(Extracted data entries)
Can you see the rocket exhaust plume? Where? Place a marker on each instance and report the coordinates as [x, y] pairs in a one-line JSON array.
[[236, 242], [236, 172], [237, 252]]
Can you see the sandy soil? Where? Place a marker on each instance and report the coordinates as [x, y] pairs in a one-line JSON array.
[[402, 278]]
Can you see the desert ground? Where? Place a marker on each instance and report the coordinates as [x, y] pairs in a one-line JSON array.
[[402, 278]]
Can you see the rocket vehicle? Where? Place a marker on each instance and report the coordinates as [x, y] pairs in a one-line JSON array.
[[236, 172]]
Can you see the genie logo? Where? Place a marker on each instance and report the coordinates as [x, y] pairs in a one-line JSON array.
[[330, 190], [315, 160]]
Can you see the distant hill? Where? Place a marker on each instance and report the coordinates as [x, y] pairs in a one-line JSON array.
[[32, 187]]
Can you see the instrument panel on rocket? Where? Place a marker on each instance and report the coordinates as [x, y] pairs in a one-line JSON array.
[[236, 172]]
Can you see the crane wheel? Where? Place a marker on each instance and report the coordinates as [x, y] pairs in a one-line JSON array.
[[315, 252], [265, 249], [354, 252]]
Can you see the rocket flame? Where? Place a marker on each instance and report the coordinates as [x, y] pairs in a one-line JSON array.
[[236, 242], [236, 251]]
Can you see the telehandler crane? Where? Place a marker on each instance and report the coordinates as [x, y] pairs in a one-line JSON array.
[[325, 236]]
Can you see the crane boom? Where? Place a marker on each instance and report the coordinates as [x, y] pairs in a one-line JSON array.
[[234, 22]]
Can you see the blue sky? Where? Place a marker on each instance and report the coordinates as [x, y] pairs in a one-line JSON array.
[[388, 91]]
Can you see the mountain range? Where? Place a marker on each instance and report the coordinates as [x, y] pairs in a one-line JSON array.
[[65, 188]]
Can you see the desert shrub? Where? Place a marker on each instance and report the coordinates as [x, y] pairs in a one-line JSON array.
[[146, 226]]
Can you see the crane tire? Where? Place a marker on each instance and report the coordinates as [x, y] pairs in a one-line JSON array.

Exercise description |
Duplicate all of the material above word for word, changing nothing.

Reply |
Can you see the rocket exhaust plume? Where? Place a marker on each instance and report the coordinates as [x, y] pairs in a one-line JSON array.
[[236, 242], [236, 172], [237, 252]]
Can you see the sandy soil? Where? Place a marker on each instance and report the coordinates as [x, y] pairs in a one-line JSON array.
[[402, 278]]
Can you see the desert ground? Where? Place a marker on each instance and report the coordinates as [x, y] pairs in a one-line JSON array.
[[402, 278]]
Can you see the rocket vehicle? Where? Place a marker on each instance and report the coordinates as [x, y] pairs in a one-line JSON array.
[[236, 172]]
Can you see the genie logo? Where? Place a marker on each instance and report the coordinates as [x, y] pairs in a one-line JSON array.
[[330, 190], [315, 160]]
Can you see the distant hill? Where? Place a marker on each instance and report the coordinates as [x, y] pairs in a one-line JSON array.
[[32, 187]]
Can you see the instrument panel on rocket? Where? Place a marker on each instance and report the coordinates as [x, y] pairs in a one-line JSON array.
[[236, 172]]
Can you see the crane wheel? Where? Place a marker on each instance and report the coordinates as [x, y] pairs in a one-line JSON array.
[[315, 252], [265, 249], [354, 252]]
Can you see the rocket flame? Where? Place a marker on each instance and report the coordinates as [x, y] pairs in a one-line JSON array.
[[236, 242], [236, 251]]
Can you see the telehandler crane? Where? Place a marker on each instance and report the coordinates as [x, y] pairs in a one-line JSON array.
[[325, 236]]
Can you see the crane boom? Where? Place a marker on each instance and report the coordinates as [x, y] pairs in a one-line JSON array.
[[234, 22]]
Can you see the blue sky? Where? Place a marker on each instance and report the coordinates as [x, y] pairs in a one-line JSON array.
[[388, 91]]
Can you see the mountain range? Where? Place a marker on each instance and report the coordinates as [x, y] pairs in a one-line JSON array.
[[65, 188]]
Can you see the desert shrub? Where? Place a marker on each instance and report the coordinates as [x, y] pairs in a one-line JSON array.
[[146, 226]]
Can you see the crane tire? Where? Place a marker on each instance and report the coordinates as [x, y] pairs in a one-line JSON array.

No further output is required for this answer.